La seconda parte dell’introduzione di Eugenia Casini Ropa tratta delle teorie di Balázs, legate a un preciso momento storico e culturale, ricco di fermenti e di novità quale fu la Repubblica di Weimar, in cui l’autore sviluppa le sue idee sul «teatro come arma», il teatro inteso come espressione artistica e politica per una società migliore.

«Lo strumento teatrale, questa l’idea di fondo di Balázs come critico, mezzo di comunicazione di insostituibile efficacia, deve essere usato politicamente secondo le intenzioni e i bisogni della nuova classe proletaria che cresce ogni giorno di più in forza sociale e in consapevolezza. Compito dell’arte in generale e di quella teatrale in particolare è stimolare e diffondere l’autocoscienza e la coscientizzazione politica della classe che secondo le speranze del momento, stava inevitabilmente per prendere il sopravvento».

Sostiene ancora Casini Ropa: «Nessun altro come lui ha saputo penetrare e trasmettere la tensione etica e la carica utopica ambiguamente sprigionata nel mondo weimariano dai numerosissimi piccoli gruppi di dilettanti proletari in cui egli salutava infine la nascita tanto attesa di un teatro ‘originario’ fondato realmente da e nel suo pubblico, dove vedeva rinnovarsi l’antico principio dionisiaco. Fulcro e motore di questa auspicata rinascita teatrale, in cui cogliamo i frutti dei semi gettati nella Teoria del dramma e che si presta oggi a essere letta in trasparenza come progetto di una vera e propria utopia teatrale e politica al tempo stesso, è per Balázs l’attore-operaio, autore e interprete del suo teatro».

Casini Ropa rintraccia le posizioni utopiche e fideistiche radicalizzanti delle idee di Balázs e allo stesso tempo anche i momenti di «profonda consapevolezza storica» delle difficoltà che emergevano.

- _Righe archiviate_:
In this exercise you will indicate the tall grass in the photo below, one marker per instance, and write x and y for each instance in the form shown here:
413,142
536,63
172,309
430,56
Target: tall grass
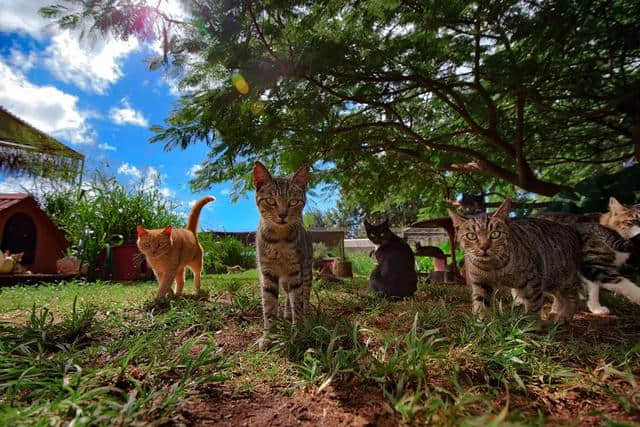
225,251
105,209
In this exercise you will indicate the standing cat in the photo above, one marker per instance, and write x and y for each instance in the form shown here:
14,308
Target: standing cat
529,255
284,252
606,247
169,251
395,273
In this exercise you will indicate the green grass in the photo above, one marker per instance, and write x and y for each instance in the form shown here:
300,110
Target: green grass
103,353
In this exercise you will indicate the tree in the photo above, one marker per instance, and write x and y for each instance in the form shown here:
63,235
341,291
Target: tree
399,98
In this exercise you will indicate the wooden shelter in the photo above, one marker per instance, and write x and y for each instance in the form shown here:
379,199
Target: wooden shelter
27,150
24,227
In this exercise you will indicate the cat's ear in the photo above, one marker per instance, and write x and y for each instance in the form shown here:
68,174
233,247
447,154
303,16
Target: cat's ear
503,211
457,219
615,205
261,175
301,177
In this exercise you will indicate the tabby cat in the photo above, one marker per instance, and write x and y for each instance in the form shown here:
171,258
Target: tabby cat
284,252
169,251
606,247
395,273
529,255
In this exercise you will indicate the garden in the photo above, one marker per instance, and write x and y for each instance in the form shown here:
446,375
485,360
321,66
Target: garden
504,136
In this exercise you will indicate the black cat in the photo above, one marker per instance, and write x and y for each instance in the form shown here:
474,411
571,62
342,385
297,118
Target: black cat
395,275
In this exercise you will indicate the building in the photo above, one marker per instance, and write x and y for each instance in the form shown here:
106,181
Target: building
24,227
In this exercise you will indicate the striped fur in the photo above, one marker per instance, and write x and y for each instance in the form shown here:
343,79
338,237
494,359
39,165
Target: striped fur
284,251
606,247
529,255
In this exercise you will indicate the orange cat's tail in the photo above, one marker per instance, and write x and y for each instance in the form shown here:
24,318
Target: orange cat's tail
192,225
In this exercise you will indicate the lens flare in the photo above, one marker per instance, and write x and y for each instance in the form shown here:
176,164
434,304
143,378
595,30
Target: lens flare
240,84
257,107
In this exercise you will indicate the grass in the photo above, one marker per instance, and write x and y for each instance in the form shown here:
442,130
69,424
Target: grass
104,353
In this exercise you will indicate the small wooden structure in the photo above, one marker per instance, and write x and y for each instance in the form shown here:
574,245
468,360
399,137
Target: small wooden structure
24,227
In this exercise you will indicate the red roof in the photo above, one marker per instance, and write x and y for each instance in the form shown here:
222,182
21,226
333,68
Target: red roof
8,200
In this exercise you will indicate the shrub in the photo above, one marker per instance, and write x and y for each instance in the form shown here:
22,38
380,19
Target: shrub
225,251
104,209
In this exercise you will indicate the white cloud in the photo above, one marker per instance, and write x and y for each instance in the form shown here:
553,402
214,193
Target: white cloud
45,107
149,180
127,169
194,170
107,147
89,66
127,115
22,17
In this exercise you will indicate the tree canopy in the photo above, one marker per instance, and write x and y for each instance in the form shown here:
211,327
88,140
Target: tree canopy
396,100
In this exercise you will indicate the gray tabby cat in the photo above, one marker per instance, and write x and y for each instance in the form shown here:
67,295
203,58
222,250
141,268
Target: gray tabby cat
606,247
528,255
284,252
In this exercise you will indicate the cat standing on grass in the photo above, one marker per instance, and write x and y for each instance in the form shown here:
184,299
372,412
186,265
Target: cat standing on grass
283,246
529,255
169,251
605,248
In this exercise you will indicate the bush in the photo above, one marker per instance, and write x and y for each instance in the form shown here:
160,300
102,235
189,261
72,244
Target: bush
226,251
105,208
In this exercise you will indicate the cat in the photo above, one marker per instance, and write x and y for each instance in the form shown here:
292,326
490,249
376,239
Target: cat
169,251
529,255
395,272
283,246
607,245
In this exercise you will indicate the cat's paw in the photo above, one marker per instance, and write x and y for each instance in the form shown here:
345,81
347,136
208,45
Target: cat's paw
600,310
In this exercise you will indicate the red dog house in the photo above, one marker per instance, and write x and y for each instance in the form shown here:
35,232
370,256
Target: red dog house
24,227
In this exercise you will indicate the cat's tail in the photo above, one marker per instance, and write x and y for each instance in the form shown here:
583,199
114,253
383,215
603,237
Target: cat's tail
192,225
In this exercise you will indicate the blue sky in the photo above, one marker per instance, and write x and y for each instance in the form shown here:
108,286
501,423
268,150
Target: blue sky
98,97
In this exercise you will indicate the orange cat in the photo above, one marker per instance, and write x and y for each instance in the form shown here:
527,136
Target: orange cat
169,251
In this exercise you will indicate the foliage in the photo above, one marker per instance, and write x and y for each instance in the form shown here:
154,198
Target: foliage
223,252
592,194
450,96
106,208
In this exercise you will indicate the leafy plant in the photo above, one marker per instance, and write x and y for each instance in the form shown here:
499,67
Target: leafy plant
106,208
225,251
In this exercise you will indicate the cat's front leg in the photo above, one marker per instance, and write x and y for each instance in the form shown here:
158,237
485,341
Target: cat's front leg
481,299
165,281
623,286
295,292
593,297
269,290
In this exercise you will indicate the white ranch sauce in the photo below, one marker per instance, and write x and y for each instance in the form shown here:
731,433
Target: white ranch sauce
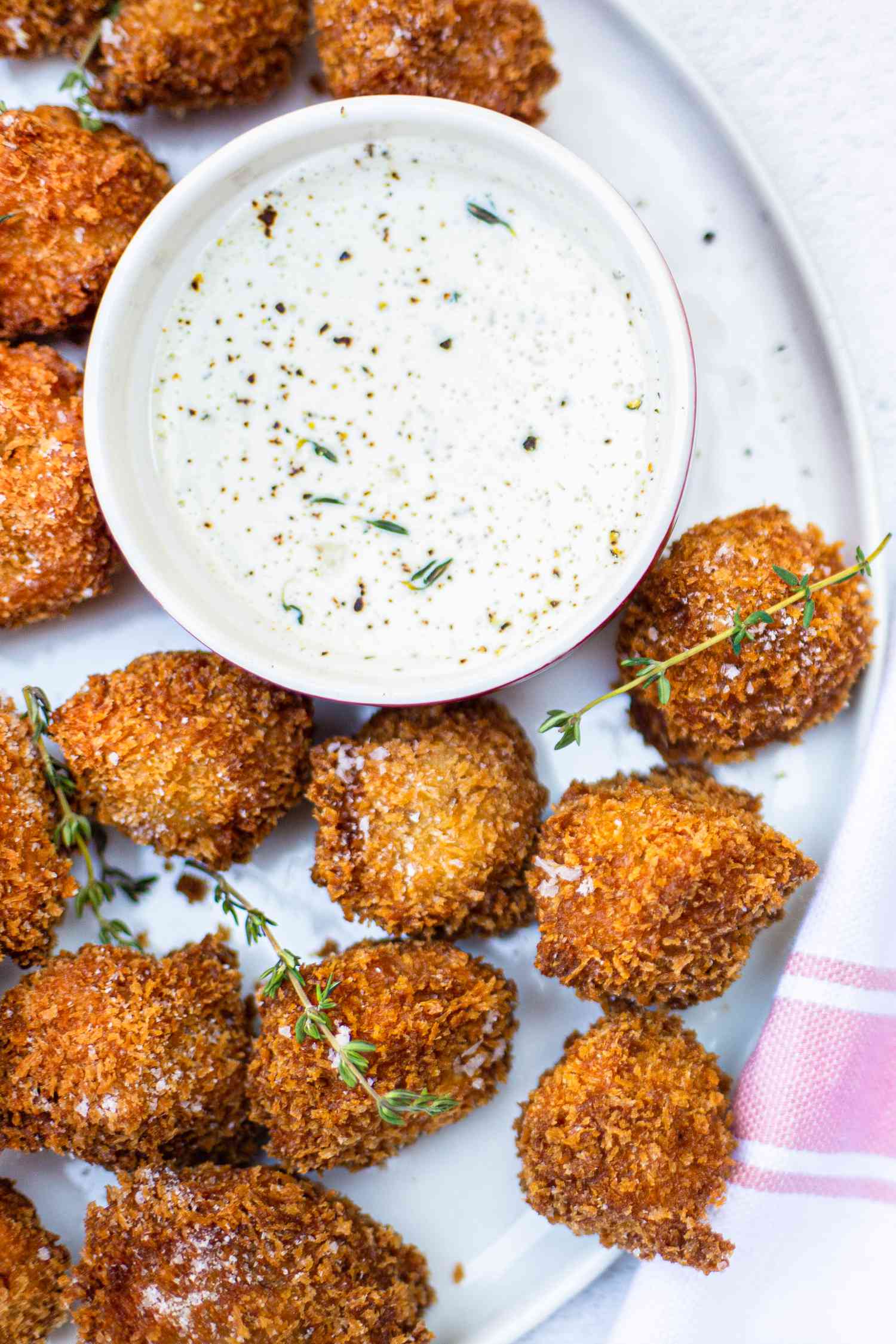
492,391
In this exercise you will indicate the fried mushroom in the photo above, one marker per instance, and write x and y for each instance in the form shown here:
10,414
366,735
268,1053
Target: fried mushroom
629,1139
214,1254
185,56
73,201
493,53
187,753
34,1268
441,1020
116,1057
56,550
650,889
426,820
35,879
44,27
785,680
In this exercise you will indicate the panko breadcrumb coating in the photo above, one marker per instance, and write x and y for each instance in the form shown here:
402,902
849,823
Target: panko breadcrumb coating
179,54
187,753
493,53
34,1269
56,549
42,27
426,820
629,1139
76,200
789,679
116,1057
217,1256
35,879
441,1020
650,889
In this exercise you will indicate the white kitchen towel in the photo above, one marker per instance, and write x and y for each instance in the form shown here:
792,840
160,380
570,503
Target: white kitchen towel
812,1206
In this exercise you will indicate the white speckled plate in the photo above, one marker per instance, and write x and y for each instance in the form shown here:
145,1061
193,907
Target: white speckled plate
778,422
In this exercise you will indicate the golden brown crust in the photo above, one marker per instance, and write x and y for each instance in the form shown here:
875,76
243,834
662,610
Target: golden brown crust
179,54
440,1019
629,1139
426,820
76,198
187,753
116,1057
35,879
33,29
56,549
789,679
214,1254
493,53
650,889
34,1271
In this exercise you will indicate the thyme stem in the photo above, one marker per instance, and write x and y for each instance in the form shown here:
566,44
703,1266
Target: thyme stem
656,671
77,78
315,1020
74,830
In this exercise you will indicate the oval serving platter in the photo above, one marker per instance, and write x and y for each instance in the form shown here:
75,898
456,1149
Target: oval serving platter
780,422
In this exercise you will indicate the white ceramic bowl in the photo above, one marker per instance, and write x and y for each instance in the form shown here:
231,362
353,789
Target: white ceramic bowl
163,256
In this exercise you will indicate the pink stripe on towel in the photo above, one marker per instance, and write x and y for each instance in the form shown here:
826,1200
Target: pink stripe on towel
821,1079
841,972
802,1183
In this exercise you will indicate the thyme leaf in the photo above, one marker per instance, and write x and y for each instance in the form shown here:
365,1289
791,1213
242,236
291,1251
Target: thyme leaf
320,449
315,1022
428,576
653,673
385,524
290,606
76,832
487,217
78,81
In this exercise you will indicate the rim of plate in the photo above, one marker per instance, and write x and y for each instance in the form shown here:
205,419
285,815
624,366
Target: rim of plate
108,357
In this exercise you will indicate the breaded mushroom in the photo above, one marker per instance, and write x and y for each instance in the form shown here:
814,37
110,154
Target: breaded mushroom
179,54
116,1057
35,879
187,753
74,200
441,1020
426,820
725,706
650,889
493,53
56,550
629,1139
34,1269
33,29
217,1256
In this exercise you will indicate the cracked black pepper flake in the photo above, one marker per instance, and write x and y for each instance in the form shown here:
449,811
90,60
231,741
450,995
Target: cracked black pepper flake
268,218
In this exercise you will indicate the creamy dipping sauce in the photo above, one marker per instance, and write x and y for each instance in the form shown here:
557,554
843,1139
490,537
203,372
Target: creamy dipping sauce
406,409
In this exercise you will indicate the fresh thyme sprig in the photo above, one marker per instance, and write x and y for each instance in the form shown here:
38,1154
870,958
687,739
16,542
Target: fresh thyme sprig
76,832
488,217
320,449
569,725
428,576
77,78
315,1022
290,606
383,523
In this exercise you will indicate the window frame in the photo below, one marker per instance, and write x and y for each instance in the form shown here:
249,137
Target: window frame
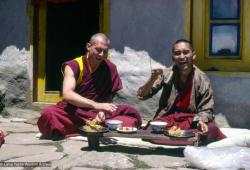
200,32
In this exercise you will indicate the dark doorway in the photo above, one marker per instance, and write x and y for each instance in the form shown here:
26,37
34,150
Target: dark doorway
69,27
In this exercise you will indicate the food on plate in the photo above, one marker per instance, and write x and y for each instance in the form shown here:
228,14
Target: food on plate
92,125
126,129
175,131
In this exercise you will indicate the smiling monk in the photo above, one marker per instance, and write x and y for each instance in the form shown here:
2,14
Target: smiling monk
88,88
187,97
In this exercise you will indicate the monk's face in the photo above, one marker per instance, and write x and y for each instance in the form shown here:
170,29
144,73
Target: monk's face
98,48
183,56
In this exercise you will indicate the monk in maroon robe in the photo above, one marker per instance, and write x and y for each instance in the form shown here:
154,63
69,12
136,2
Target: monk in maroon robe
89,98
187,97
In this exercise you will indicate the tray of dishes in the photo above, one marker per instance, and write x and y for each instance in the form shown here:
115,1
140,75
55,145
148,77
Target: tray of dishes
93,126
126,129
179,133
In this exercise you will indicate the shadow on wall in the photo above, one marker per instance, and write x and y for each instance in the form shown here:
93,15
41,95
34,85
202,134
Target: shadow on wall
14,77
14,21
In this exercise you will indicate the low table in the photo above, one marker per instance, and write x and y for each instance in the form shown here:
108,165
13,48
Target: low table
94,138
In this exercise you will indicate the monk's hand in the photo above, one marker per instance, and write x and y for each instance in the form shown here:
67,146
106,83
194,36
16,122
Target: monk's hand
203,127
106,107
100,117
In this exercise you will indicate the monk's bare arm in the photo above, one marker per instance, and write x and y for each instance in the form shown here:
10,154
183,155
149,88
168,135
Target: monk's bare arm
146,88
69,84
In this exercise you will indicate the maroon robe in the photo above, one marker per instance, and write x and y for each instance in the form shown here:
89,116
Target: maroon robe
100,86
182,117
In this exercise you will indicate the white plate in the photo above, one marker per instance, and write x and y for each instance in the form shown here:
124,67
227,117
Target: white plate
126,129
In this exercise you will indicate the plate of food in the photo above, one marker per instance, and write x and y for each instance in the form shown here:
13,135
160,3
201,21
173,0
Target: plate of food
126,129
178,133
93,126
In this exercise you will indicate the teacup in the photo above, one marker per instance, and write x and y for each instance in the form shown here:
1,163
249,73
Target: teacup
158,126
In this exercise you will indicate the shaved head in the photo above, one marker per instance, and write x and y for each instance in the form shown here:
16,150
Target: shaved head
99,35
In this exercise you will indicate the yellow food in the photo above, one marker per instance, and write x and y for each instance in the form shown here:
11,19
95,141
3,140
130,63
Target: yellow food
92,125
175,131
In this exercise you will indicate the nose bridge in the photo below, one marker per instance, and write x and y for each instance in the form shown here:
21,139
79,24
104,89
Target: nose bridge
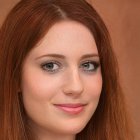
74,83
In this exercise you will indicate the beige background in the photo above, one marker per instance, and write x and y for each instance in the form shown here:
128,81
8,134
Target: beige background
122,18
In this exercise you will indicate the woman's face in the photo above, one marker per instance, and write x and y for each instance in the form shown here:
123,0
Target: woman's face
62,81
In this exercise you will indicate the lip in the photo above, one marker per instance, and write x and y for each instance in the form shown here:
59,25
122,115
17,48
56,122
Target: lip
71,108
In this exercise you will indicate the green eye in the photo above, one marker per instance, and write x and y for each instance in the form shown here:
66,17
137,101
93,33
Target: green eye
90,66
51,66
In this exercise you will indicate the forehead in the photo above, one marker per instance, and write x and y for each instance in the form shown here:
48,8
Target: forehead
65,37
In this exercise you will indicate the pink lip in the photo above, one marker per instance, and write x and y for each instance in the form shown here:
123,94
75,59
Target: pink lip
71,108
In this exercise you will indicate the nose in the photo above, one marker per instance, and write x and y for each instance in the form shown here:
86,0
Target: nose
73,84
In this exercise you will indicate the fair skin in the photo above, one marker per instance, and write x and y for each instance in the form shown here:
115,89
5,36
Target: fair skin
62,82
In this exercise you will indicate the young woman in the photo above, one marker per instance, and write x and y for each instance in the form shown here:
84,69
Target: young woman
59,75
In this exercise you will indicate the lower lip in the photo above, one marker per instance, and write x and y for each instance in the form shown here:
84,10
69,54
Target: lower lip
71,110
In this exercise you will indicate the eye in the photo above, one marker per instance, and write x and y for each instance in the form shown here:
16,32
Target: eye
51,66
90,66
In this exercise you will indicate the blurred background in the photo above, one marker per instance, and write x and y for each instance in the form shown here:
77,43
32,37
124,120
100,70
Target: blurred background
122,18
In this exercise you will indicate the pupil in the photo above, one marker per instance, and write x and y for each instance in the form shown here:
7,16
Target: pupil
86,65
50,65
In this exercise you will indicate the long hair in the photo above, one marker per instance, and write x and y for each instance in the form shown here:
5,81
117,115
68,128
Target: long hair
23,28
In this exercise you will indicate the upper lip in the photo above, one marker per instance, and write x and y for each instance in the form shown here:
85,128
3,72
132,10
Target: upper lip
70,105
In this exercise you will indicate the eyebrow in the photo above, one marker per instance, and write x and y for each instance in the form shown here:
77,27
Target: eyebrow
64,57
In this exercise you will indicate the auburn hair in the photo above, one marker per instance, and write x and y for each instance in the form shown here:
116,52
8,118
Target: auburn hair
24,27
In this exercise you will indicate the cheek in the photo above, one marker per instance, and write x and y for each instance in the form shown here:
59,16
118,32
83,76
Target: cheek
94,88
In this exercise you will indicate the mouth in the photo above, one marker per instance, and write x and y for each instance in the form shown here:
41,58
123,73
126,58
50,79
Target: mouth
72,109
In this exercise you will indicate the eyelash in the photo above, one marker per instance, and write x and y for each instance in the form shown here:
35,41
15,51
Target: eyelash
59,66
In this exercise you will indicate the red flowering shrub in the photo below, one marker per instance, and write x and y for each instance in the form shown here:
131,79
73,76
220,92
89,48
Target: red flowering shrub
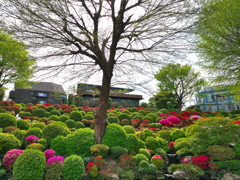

- _Consegna_:
Prosegui il brano sulle teorie teatrali di Balázs, riprendendo subito dopo la sua ultima frase.

- _Risposta qui sotto_:
«Il lavoro creativo collettivo – e Balázs continua a chiamarlo arte – con cui il gruppo aspirava a fondere l’individuo nel collettivo, a eliminare il gioco gerarchico dei ruoli, a evitare ogni precisa specializzazione dei suoi membri, riappropriandosi insieme e comunitariamente dei mezzi di produzione, era un principio irrinunciabile dell’Agitprop, che esprimeva in esso la sua tensione utopica verso un mondo nuovo di vivere nel presente, una collettività sociale di abolire l’individualismo borghese, la divisione in classi e la parcellizzazione del lavoro. Ma nella prassi numerose erano le ambiguità rispetto al progetto e spesso la teoria doveva soggiacere alla necessità; così continuavano soprattutto ad esistere gli scrittori di professione – Balázs era uno di essi che lavoravano per il teatro operaio e a cui si lanciavano addirittura appelli per nuovi testi, e c’era spesso chi fungeva da regista e così via», afferma Casini Ropa.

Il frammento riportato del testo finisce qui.